▶ _Exercise brief_
Can you turn the lines of the entries below into a JSON list of strings, one string per line with blank lines left out, beginning at the line that contains "Detect the bride" and stopping after the line that contains "(14, 92), (210, 188)"?

[Region annotation entries]
|---|

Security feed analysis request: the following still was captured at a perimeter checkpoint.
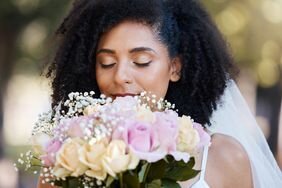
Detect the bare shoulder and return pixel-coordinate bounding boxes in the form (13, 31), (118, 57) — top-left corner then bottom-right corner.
(207, 134), (252, 188)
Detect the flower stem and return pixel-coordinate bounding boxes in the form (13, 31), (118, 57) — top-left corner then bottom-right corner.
(118, 173), (123, 187)
(143, 163), (151, 184)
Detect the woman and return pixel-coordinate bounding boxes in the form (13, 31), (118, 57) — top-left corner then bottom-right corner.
(39, 0), (282, 188)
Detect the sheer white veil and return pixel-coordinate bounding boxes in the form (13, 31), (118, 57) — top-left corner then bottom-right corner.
(206, 80), (282, 188)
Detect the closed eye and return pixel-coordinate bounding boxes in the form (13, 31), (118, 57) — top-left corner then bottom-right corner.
(100, 63), (115, 69)
(133, 61), (152, 67)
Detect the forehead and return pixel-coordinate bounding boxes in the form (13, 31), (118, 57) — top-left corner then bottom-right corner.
(98, 21), (162, 49)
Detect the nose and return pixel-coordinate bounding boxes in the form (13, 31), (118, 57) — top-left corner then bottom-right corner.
(114, 63), (132, 85)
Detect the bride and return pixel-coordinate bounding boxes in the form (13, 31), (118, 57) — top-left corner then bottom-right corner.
(38, 0), (282, 188)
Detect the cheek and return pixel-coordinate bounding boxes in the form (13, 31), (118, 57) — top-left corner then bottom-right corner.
(136, 64), (170, 97)
(96, 67), (112, 94)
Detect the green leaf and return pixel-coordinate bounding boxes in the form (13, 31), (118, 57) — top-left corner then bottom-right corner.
(164, 158), (200, 181)
(146, 180), (162, 188)
(138, 163), (149, 183)
(162, 179), (181, 188)
(146, 160), (168, 182)
(123, 172), (140, 188)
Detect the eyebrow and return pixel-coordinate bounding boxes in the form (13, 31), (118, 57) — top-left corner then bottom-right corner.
(96, 47), (157, 55)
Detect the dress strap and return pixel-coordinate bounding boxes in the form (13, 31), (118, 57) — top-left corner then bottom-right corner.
(200, 146), (209, 181)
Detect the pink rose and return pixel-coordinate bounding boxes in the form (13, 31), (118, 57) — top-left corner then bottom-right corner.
(113, 120), (167, 162)
(193, 122), (211, 149)
(40, 140), (62, 166)
(153, 110), (178, 153)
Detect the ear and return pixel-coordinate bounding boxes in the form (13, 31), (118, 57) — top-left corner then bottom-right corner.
(170, 57), (182, 82)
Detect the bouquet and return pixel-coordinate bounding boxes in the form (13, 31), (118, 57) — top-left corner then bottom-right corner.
(14, 92), (210, 188)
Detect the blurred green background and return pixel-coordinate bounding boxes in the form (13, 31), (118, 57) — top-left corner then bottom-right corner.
(0, 0), (282, 188)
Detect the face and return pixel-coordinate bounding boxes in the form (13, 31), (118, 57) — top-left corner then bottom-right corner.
(96, 22), (181, 98)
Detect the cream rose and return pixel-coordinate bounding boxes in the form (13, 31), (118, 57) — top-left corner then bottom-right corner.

|---|

▶ _Result_
[
  "Detect the bride and return pixel-coordinate bounding boxes in the form (13, 31), (118, 57) — top-left corner then bottom-right corner.",
  "(38, 0), (282, 188)",
  "Detect the cheek and return pixel-coordinate bounding boxes in the form (13, 31), (118, 57) — top-left corner then bottom-right corner.",
  "(136, 64), (170, 97)",
  "(96, 67), (112, 94)",
  "Detect the green leaf and return pixel-coordinate bounding boxes in the form (13, 31), (118, 57) — top-left corner then bottom-right corner.",
  "(164, 158), (200, 181)",
  "(146, 180), (162, 188)",
  "(138, 163), (149, 183)",
  "(162, 179), (181, 188)",
  "(146, 160), (168, 182)",
  "(123, 172), (140, 188)",
  "Detect the eyebrow and return pixel-coordinate bounding boxes in the form (13, 31), (118, 57) — top-left corner then bottom-right corner.",
  "(96, 47), (157, 55)",
  "Detect the dress strap and return pixel-coordinate bounding boxes in the form (13, 31), (118, 57) — top-left corner then bottom-right corner.",
  "(200, 146), (209, 181)",
  "Detect the pink rose and return pixel-coordinate bounding boxes in the form (13, 31), (118, 57) — top-left corner then bottom-right corner.",
  "(113, 120), (167, 162)",
  "(193, 122), (211, 149)",
  "(40, 140), (62, 166)",
  "(153, 110), (178, 153)",
  "Detect the ear and return pixel-coordinate bounding boxes in the form (13, 31), (118, 57) — top-left corner then bottom-right corner.",
  "(170, 57), (182, 82)",
  "Detect the bouquet and return pixel-coordinate bounding boxes in the form (13, 31), (118, 57) — top-left corner then bottom-right corner.",
  "(14, 92), (210, 188)"
]